(Point localization data)

#####

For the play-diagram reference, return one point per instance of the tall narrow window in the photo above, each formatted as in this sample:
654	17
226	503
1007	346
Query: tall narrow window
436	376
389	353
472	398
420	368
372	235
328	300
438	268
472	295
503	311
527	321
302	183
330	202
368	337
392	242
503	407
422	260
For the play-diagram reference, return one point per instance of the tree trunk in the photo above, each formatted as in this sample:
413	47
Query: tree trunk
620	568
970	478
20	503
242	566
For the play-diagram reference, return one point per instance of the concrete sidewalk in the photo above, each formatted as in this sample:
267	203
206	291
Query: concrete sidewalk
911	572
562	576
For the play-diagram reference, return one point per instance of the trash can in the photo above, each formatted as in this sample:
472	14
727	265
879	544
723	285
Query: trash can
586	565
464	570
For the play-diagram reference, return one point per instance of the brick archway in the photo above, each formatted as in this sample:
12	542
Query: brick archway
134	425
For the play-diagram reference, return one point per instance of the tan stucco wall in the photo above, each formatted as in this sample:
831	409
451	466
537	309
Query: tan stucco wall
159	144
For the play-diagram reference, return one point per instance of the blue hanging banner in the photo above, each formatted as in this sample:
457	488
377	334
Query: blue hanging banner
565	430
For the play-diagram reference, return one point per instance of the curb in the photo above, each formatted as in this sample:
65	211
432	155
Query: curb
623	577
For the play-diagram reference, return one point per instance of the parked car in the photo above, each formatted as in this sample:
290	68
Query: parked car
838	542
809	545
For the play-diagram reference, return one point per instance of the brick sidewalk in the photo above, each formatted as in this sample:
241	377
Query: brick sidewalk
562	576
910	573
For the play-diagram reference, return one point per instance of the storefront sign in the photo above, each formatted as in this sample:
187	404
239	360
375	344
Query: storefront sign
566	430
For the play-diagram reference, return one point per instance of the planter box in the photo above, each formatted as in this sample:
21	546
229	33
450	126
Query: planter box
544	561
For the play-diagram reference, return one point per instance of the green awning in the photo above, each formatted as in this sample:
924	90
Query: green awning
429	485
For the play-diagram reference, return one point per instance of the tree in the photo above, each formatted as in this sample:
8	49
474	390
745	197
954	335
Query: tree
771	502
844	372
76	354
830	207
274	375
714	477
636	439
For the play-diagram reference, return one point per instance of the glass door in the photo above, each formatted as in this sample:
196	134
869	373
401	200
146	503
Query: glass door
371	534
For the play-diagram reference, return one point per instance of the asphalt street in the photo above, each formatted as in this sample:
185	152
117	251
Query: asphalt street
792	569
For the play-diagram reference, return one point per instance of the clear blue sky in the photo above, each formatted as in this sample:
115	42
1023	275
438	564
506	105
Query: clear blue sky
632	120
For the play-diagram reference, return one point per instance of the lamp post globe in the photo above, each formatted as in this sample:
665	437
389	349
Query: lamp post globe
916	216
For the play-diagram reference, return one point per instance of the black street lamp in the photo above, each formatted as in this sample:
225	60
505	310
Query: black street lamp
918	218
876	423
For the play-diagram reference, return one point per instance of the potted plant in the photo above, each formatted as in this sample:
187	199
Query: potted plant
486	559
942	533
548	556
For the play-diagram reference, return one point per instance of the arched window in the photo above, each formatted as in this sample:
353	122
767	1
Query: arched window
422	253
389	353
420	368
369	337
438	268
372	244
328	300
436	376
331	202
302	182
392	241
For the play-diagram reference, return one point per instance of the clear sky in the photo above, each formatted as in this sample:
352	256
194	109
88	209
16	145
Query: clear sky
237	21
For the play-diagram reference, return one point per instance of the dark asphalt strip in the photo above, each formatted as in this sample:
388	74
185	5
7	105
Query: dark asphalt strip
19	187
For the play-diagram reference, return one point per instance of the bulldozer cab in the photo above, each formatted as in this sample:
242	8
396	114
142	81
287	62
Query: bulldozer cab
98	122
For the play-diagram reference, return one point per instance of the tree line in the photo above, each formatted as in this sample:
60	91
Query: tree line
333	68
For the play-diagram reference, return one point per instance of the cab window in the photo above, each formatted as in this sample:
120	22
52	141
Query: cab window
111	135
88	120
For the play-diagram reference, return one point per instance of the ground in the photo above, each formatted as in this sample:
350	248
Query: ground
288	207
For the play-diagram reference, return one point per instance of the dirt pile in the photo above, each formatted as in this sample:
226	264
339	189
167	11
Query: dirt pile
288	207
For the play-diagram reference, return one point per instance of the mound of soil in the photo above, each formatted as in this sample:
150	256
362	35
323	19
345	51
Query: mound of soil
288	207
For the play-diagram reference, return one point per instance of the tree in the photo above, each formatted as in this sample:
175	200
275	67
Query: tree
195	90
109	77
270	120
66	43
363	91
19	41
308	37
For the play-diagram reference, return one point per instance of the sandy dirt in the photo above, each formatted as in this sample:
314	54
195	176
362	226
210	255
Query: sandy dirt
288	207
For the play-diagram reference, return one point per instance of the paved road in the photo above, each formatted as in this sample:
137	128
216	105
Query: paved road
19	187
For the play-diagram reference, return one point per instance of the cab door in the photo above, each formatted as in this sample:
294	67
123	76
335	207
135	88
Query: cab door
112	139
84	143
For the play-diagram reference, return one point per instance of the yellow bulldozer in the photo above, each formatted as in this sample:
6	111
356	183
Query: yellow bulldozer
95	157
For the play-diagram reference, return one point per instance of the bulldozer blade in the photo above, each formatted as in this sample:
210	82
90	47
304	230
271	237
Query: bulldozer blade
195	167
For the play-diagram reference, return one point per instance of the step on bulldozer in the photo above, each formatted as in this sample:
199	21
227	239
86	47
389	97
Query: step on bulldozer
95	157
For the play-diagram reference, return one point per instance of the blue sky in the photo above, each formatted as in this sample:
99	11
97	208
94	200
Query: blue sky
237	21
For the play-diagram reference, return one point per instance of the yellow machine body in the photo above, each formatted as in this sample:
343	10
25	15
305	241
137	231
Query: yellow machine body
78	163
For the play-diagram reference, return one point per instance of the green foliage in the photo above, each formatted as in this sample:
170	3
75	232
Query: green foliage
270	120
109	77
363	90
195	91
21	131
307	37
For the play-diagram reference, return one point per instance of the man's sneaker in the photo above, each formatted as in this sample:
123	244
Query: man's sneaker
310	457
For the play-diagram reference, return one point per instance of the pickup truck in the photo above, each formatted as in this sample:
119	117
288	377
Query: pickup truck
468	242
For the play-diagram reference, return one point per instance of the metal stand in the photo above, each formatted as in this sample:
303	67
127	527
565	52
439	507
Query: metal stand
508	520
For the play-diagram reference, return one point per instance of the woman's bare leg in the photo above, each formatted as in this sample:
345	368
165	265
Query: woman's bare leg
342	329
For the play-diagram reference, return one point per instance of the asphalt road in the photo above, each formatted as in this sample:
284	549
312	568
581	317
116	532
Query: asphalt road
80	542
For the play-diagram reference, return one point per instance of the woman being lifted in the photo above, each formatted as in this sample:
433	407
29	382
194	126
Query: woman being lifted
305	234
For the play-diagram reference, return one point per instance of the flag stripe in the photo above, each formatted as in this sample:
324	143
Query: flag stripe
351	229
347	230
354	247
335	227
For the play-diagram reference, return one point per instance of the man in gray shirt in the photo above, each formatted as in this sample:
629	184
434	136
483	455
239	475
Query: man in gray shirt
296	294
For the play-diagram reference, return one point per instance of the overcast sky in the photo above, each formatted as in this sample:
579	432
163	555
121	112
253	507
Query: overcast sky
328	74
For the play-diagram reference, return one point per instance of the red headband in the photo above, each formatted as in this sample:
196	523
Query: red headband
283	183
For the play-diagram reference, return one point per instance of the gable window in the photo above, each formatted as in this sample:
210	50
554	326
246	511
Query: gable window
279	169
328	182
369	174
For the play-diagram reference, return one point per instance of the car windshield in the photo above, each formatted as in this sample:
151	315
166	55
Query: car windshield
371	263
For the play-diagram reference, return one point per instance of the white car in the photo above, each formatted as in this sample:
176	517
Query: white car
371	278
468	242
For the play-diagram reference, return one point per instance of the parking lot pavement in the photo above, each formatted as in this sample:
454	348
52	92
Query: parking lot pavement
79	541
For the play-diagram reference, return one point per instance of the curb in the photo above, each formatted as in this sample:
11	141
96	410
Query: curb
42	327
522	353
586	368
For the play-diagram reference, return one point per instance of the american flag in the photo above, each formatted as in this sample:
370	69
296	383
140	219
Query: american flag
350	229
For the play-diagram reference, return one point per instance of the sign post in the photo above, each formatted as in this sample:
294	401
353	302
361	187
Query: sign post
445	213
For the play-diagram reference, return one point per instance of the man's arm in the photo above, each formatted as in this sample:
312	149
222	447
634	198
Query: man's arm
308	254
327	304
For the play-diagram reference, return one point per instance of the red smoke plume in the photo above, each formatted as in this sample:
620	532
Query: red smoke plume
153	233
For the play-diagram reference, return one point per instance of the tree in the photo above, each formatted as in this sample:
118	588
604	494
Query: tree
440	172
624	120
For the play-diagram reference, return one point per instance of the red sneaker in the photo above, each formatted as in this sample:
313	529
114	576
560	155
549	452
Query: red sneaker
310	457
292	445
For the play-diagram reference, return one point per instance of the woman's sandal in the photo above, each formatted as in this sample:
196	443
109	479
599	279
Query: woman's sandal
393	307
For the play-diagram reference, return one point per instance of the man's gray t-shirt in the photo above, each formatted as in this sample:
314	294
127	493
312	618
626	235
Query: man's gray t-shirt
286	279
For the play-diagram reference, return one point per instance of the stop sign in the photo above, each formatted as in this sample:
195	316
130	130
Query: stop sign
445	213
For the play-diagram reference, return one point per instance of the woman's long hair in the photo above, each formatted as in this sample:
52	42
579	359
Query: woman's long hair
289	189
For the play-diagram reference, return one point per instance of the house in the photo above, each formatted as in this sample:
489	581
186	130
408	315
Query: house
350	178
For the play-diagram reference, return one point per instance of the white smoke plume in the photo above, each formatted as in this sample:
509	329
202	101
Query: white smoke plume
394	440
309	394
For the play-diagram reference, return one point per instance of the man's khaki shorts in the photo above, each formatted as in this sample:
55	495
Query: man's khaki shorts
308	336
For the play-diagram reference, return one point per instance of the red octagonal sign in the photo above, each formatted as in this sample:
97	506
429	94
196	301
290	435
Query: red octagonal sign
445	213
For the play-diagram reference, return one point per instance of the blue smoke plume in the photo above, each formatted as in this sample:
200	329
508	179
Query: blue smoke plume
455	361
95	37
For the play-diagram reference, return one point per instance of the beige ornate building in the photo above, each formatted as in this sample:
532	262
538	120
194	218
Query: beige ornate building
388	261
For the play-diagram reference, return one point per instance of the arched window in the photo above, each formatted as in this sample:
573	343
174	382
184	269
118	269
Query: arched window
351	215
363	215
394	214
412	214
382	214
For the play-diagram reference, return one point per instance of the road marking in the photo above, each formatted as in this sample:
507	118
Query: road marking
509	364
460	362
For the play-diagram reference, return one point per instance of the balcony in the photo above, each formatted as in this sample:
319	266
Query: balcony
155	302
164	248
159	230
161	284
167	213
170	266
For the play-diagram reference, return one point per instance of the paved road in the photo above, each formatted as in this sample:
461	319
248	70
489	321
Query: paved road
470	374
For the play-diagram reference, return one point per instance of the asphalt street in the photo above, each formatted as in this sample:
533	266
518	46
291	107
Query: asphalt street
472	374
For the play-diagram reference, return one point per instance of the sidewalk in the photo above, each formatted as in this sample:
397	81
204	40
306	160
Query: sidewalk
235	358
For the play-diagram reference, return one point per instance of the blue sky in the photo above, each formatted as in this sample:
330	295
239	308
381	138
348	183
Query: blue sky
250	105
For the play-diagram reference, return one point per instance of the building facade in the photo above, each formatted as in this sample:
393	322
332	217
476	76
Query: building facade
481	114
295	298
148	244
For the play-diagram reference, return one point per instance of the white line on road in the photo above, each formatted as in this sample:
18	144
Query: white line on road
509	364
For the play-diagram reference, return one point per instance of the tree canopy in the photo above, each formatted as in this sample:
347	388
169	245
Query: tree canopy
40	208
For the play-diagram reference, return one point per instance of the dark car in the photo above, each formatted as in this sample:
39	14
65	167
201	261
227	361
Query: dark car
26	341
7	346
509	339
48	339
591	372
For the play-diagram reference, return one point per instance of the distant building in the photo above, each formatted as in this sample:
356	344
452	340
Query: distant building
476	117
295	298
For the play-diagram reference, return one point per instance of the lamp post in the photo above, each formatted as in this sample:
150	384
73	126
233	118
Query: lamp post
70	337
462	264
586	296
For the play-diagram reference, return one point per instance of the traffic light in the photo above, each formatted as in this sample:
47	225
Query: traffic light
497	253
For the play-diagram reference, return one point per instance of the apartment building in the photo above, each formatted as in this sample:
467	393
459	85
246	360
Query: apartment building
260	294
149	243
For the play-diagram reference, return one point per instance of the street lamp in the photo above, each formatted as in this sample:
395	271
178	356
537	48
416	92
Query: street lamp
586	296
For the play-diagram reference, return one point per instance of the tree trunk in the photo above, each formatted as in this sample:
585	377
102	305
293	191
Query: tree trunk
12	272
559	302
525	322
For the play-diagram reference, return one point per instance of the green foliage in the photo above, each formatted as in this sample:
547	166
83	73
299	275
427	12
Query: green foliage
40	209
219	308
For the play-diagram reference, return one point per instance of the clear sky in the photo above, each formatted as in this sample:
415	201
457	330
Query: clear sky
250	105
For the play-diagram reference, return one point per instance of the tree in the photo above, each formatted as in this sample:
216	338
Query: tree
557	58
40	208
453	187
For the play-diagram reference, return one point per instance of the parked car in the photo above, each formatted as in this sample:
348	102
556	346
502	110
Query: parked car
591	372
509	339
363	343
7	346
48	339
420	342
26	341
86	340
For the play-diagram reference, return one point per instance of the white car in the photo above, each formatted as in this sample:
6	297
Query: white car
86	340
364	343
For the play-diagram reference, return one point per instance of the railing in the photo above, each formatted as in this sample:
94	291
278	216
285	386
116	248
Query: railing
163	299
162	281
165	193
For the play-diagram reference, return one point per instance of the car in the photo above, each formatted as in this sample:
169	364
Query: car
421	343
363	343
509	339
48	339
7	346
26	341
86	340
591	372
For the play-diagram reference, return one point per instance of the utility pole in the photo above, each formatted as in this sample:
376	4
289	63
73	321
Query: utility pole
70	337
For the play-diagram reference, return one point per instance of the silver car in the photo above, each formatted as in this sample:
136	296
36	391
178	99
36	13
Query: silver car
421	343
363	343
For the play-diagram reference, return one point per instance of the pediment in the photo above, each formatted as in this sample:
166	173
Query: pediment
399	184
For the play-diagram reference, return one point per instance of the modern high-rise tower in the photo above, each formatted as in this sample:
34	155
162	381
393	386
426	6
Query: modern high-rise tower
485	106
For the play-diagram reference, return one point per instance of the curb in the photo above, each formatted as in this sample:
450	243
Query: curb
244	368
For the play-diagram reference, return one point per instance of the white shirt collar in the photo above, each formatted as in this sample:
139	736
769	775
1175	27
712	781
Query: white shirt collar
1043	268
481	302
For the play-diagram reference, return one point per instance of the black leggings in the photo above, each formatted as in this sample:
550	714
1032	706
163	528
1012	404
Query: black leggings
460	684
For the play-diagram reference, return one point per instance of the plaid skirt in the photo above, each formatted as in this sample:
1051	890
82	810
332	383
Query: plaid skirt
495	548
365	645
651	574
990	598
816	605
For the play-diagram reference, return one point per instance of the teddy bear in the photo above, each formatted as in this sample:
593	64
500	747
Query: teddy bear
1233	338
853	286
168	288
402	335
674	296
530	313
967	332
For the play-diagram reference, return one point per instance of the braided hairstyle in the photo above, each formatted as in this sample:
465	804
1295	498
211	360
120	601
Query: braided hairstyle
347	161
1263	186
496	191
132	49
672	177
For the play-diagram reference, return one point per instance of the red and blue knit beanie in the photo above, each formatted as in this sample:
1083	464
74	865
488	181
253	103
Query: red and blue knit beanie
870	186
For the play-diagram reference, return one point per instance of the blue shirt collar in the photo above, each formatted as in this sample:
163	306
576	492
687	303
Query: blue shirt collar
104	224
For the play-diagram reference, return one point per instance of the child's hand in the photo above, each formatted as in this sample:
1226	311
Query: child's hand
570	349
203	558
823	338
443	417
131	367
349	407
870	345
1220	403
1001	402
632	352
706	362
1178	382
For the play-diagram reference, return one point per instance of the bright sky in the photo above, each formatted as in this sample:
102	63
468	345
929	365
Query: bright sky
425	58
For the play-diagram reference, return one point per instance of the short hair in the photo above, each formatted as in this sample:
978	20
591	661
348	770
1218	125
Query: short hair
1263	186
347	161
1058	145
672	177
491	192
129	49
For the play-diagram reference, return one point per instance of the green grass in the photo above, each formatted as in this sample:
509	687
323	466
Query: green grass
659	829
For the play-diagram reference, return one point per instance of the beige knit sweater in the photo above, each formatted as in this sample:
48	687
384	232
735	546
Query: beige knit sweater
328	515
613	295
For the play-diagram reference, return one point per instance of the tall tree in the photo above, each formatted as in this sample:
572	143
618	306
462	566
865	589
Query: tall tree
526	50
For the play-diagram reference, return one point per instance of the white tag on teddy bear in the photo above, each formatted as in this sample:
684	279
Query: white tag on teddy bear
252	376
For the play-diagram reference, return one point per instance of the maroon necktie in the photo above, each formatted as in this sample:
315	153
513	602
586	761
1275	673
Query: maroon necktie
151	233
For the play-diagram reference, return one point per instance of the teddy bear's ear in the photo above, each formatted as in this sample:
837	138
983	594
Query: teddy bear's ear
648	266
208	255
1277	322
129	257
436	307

#####

→ **REQUIREMENT**:
Of all the entries above, retype exactly the lines from the line with "of the dirt" to the line with "of the mound", both included, and no others.

→ **SOLUTION**:
For the play-diagram reference, return one point per instance of the dirt pile in the photo above, each formatted as in this sample:
226	264
339	189
167	11
Query: dirt pile
288	207
For the play-diagram reference, return one point per instance of the mound of soil in the photo above, each formatted as in this sample:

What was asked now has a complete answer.